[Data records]
BEGIN

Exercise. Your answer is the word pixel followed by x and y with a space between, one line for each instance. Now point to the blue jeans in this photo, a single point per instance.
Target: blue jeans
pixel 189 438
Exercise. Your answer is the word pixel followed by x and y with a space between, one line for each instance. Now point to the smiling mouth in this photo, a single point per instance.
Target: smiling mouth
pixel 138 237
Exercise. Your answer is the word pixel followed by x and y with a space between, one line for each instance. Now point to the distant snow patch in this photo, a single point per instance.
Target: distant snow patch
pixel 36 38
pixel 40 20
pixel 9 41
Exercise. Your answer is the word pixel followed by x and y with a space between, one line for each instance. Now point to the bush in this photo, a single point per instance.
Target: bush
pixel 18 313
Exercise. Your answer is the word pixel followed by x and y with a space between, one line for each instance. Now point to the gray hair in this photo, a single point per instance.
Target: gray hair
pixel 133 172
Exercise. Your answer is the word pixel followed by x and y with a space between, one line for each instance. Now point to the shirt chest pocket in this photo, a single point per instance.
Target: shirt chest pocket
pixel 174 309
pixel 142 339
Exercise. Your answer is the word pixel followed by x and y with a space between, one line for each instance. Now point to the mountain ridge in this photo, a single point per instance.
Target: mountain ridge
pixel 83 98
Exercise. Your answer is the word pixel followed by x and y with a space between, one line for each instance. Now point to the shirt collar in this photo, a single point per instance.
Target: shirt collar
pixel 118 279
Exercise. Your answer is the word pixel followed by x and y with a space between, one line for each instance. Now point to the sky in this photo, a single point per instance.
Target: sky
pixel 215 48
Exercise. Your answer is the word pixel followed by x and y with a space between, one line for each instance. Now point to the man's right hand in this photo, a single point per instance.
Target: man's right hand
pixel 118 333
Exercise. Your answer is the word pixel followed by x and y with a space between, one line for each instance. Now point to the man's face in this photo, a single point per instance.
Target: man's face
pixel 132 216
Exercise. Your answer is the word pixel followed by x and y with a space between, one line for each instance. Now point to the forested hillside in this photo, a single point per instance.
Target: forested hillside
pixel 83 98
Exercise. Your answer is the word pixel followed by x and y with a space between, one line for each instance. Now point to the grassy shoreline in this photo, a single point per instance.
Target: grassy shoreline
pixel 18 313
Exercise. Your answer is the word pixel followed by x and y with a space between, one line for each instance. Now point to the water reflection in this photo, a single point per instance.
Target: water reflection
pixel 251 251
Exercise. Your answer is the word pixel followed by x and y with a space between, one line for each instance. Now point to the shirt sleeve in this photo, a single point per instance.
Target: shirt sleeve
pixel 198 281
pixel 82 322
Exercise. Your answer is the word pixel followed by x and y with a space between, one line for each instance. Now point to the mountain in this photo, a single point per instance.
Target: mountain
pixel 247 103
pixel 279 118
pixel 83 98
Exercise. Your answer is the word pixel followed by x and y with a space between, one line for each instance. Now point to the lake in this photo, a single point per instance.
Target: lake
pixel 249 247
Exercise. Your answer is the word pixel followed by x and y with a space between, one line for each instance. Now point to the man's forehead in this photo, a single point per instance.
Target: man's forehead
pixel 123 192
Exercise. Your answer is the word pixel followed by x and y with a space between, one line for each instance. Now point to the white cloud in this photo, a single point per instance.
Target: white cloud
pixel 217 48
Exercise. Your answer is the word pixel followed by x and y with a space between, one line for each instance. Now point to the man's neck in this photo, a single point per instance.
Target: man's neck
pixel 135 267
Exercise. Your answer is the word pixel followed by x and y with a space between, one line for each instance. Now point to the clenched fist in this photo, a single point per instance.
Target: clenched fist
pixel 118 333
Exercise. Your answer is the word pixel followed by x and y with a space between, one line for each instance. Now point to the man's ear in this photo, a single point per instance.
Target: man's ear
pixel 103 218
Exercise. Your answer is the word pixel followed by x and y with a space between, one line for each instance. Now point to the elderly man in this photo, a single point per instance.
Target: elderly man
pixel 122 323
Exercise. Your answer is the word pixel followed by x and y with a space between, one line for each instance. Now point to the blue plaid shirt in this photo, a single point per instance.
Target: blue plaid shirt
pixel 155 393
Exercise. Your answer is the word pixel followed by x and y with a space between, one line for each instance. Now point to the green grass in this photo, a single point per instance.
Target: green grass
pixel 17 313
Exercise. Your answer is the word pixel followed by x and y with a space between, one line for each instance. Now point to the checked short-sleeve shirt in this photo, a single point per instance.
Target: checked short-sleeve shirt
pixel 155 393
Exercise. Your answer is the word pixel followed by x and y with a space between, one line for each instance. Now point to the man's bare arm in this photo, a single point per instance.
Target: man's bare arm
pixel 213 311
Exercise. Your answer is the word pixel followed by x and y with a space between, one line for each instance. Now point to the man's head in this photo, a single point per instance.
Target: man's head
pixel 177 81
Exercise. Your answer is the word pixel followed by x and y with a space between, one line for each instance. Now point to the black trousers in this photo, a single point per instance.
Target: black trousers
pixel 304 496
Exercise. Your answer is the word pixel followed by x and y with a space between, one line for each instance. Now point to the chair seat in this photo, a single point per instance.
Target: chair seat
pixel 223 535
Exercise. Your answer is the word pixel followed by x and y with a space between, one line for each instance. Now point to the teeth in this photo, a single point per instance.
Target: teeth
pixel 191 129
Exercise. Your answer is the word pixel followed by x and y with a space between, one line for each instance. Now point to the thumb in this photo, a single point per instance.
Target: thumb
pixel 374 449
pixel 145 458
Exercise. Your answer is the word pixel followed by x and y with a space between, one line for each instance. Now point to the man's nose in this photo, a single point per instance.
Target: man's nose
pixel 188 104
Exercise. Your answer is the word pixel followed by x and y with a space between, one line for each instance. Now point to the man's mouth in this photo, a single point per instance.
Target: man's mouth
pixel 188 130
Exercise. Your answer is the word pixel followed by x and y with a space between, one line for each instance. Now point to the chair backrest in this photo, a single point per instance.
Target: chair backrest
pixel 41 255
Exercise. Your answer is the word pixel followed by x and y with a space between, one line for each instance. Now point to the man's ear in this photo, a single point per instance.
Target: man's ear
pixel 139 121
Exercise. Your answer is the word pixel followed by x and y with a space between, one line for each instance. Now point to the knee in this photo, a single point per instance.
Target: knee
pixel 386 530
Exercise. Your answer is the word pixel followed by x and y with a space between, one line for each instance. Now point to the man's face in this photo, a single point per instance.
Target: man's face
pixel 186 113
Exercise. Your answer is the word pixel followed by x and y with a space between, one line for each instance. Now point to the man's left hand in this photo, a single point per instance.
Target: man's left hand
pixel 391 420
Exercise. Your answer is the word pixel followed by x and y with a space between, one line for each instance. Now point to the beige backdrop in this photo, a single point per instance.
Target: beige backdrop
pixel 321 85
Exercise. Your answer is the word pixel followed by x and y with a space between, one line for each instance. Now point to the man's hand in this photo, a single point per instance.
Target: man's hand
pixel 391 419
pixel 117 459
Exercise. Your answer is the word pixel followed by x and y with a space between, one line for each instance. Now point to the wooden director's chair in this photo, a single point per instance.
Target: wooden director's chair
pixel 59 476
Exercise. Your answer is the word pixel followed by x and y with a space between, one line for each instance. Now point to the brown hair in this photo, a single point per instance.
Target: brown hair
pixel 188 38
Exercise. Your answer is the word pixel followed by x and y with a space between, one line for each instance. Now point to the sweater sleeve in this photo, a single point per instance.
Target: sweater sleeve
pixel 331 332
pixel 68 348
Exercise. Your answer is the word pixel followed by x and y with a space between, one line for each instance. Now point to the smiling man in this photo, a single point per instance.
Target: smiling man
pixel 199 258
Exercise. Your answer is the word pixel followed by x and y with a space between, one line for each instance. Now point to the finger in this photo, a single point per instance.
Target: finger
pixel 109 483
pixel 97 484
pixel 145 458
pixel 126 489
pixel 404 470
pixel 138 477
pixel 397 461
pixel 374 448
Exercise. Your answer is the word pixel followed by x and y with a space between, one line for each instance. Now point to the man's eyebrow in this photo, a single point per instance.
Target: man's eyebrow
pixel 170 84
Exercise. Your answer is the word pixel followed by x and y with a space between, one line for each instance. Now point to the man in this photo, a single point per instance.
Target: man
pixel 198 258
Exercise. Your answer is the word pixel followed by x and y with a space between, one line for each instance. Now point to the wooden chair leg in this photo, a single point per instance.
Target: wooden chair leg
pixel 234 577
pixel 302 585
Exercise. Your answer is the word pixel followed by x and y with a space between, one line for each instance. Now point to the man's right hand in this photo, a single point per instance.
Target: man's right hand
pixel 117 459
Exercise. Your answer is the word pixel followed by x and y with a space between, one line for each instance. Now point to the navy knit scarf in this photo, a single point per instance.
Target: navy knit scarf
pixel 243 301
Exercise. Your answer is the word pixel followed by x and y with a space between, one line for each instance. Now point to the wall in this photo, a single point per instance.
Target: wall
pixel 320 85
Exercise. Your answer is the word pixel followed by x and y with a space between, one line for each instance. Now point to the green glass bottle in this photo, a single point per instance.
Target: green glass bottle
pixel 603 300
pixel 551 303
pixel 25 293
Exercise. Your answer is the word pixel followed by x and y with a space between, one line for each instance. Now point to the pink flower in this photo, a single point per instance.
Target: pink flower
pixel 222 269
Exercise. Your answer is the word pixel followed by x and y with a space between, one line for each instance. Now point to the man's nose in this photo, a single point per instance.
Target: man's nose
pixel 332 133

END

* REQUIRED WORK: Your task is to quote, without any alteration, the lines running from the top of the records to the line that holds "the mountain ridge", both included.

* ANSWER SECTION:
Exercise. Your answer is the word pixel followed by x and y with a space between, one line for each instance. Now point to the blue jeans in this photo, a single point per instance.
Target: blue jeans
pixel 189 438
Exercise. Your answer is the word pixel followed by x and y with a space between, one line for each instance. Now point to the smiling mouth in this photo, a single point per instance.
Target: smiling mouth
pixel 138 237
Exercise. Your answer is the word pixel followed by x and y with a space between, one line for each instance. Now point to the distant snow patch in this photo, a single point per instance.
Target: distant snow patch
pixel 36 38
pixel 40 20
pixel 9 41
Exercise. Your answer is the word pixel followed by x and y with a space between, one line for each instance. Now point to the bush in this photo, a single point per instance.
Target: bush
pixel 18 313
Exercise. Your answer is the word pixel followed by x and y with a space between, one line for each instance. Now point to the gray hair in this photo, a single point per instance.
Target: gray hair
pixel 133 172
Exercise. Your answer is the word pixel followed by x and y with a space between, one line for each instance. Now point to the shirt chest pocket in this photo, a single point per instance.
Target: shirt chest pocket
pixel 174 309
pixel 142 339
Exercise. Your answer is the word pixel followed by x and y with a space between, one line for each instance. Now point to the mountain ridge in this photo, a single point per instance.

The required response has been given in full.